=== To-do item ===
Reproduce the entire listing below word for word.

Records excerpted from a collection

● ● ● ● ● ● ●

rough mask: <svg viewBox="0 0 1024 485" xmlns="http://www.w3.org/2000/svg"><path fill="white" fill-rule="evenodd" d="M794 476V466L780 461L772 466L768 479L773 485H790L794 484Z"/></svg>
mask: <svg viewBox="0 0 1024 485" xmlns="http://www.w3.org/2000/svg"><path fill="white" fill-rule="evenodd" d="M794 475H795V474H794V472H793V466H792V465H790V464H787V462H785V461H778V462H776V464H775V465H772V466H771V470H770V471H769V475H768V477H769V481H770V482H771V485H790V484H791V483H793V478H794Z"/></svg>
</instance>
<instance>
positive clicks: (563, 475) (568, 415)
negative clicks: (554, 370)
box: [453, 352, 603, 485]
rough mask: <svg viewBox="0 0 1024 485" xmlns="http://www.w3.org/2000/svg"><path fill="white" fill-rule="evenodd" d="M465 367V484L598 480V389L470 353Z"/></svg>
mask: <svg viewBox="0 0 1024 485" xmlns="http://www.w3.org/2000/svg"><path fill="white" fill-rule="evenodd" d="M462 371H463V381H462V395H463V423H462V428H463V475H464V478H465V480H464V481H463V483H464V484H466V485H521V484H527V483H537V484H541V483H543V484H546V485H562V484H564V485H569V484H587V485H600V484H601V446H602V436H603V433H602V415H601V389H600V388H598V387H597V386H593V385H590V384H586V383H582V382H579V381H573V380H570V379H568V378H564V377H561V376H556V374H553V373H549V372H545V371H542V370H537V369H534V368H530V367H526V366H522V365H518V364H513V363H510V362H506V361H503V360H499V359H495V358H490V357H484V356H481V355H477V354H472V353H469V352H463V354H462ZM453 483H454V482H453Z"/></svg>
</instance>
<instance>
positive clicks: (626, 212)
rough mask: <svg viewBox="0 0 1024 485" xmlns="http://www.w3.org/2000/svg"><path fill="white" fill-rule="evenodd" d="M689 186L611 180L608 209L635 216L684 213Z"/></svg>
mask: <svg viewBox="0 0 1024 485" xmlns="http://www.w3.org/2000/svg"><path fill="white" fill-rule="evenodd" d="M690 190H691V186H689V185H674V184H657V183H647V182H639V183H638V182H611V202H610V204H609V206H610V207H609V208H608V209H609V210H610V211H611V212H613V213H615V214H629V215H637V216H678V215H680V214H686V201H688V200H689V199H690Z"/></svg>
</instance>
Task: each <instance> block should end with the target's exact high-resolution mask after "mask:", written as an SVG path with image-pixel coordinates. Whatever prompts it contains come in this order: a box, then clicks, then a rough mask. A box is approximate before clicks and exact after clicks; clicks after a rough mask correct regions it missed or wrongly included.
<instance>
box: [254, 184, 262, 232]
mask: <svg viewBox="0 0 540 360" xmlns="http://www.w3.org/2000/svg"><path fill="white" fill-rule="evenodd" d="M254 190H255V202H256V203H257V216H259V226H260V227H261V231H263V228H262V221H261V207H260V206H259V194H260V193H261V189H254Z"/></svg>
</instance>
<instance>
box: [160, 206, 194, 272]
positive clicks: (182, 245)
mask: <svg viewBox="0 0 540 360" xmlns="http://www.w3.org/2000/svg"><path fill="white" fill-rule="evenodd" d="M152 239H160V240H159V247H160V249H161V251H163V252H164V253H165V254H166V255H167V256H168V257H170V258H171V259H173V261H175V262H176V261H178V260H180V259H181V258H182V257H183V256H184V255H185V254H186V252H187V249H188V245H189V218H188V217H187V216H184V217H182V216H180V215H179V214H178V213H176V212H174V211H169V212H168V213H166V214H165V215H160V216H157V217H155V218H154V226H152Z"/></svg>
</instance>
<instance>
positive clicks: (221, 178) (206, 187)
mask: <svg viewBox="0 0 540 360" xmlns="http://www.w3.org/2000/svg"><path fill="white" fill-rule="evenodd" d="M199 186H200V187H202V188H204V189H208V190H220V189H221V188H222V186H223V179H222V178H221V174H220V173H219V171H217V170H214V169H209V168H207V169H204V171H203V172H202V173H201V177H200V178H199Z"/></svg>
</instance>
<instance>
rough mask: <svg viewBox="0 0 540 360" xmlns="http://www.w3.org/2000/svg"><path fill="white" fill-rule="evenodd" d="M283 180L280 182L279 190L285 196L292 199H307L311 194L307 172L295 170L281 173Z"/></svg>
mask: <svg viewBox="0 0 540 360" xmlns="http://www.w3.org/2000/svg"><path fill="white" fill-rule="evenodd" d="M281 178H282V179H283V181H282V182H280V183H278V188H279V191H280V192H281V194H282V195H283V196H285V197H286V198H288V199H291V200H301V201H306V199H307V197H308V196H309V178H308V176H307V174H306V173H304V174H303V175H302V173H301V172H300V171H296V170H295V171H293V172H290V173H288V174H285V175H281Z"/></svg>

● ● ● ● ● ● ●

=== Result for this task ===
rough mask: <svg viewBox="0 0 1024 485" xmlns="http://www.w3.org/2000/svg"><path fill="white" fill-rule="evenodd" d="M794 476V466L780 461L772 466L768 479L773 485H790L794 484Z"/></svg>
mask: <svg viewBox="0 0 1024 485" xmlns="http://www.w3.org/2000/svg"><path fill="white" fill-rule="evenodd" d="M794 475H795V474H794V472H793V466H792V465H790V464H787V462H785V461H778V462H776V464H775V465H772V466H771V470H770V471H769V475H768V477H769V481H770V482H771V485H790V484H791V483H793V478H794Z"/></svg>
</instance>
<instance>
positive clicks: (563, 475) (568, 415)
negative clicks: (554, 370)
box: [453, 352, 603, 485]
rough mask: <svg viewBox="0 0 1024 485" xmlns="http://www.w3.org/2000/svg"><path fill="white" fill-rule="evenodd" d="M465 367V484L598 480V389L470 353Z"/></svg>
mask: <svg viewBox="0 0 1024 485" xmlns="http://www.w3.org/2000/svg"><path fill="white" fill-rule="evenodd" d="M462 371H463V381H462V395H463V423H462V428H463V475H464V478H465V480H464V481H463V483H464V484H466V485H521V484H527V483H537V484H541V483H543V484H546V485H562V484H564V485H569V484H587V485H600V484H601V446H602V436H603V433H602V415H601V389H600V388H598V387H597V386H593V385H590V384H586V383H582V382H579V381H573V380H570V379H568V378H564V377H561V376H556V374H553V373H549V372H545V371H542V370H537V369H534V368H530V367H526V366H522V365H518V364H513V363H510V362H506V361H503V360H499V359H495V358H490V357H484V356H481V355H477V354H472V353H469V352H463V354H462ZM453 483H454V482H453Z"/></svg>
</instance>
<instance>
positive clicks: (626, 212)
rough mask: <svg viewBox="0 0 1024 485" xmlns="http://www.w3.org/2000/svg"><path fill="white" fill-rule="evenodd" d="M689 186L611 180L608 209L635 216L684 213Z"/></svg>
mask: <svg viewBox="0 0 1024 485" xmlns="http://www.w3.org/2000/svg"><path fill="white" fill-rule="evenodd" d="M690 190H691V186H689V185H674V184H657V183H647V182H639V183H638V182H611V202H610V204H609V206H610V207H609V208H608V209H609V210H610V211H611V212H613V213H615V214H629V215H637V216H678V215H680V214H686V201H688V200H689V199H690Z"/></svg>
</instance>
Task: each <instance> block should end with the target's exact high-resolution mask after "mask:", written as an SVG path with image-pixel coordinates. Whatever prompts it contains come in this order: a box, then clicks, then a rough mask. A box is approximate before clicks and exact after clicks; clicks after a rough mask correct regions it missed or wrongly included.
<instance>
box: [254, 184, 262, 232]
mask: <svg viewBox="0 0 540 360" xmlns="http://www.w3.org/2000/svg"><path fill="white" fill-rule="evenodd" d="M254 190H255V202H256V203H257V216H259V226H260V227H261V231H263V228H262V221H261V207H260V206H259V194H260V193H261V189H254Z"/></svg>
</instance>
<instance>
box: [160, 206, 194, 272]
positive clicks: (182, 245)
mask: <svg viewBox="0 0 540 360" xmlns="http://www.w3.org/2000/svg"><path fill="white" fill-rule="evenodd" d="M152 239H160V240H159V247H160V249H161V251H163V252H164V253H165V254H166V255H167V256H168V257H170V258H171V259H173V261H175V262H176V261H178V260H180V259H181V258H182V257H183V256H184V255H185V254H186V252H187V249H188V245H189V218H188V217H187V216H184V217H182V216H180V215H179V214H178V213H176V212H174V211H169V212H168V213H166V214H165V215H160V216H157V217H155V218H154V226H152Z"/></svg>
</instance>
<instance>
positive clicks: (221, 178) (206, 187)
mask: <svg viewBox="0 0 540 360" xmlns="http://www.w3.org/2000/svg"><path fill="white" fill-rule="evenodd" d="M199 186H200V187H202V188H204V189H208V190H220V189H221V188H222V186H223V179H222V178H221V174H220V173H219V171H217V170H214V169H209V168H207V169H204V171H203V172H202V173H201V177H200V178H199Z"/></svg>
</instance>
<instance>
rough mask: <svg viewBox="0 0 540 360" xmlns="http://www.w3.org/2000/svg"><path fill="white" fill-rule="evenodd" d="M283 180L280 182L279 190L285 196L292 199H307L311 194L307 172L295 170L281 173Z"/></svg>
mask: <svg viewBox="0 0 540 360" xmlns="http://www.w3.org/2000/svg"><path fill="white" fill-rule="evenodd" d="M281 178H282V179H283V181H282V182H280V183H278V188H279V191H280V192H281V194H282V195H283V196H285V197H286V198H288V199H291V200H301V201H306V199H307V197H308V196H309V178H308V176H307V174H306V173H304V174H303V175H302V173H301V172H300V171H296V170H295V171H293V172H290V173H288V174H285V175H281Z"/></svg>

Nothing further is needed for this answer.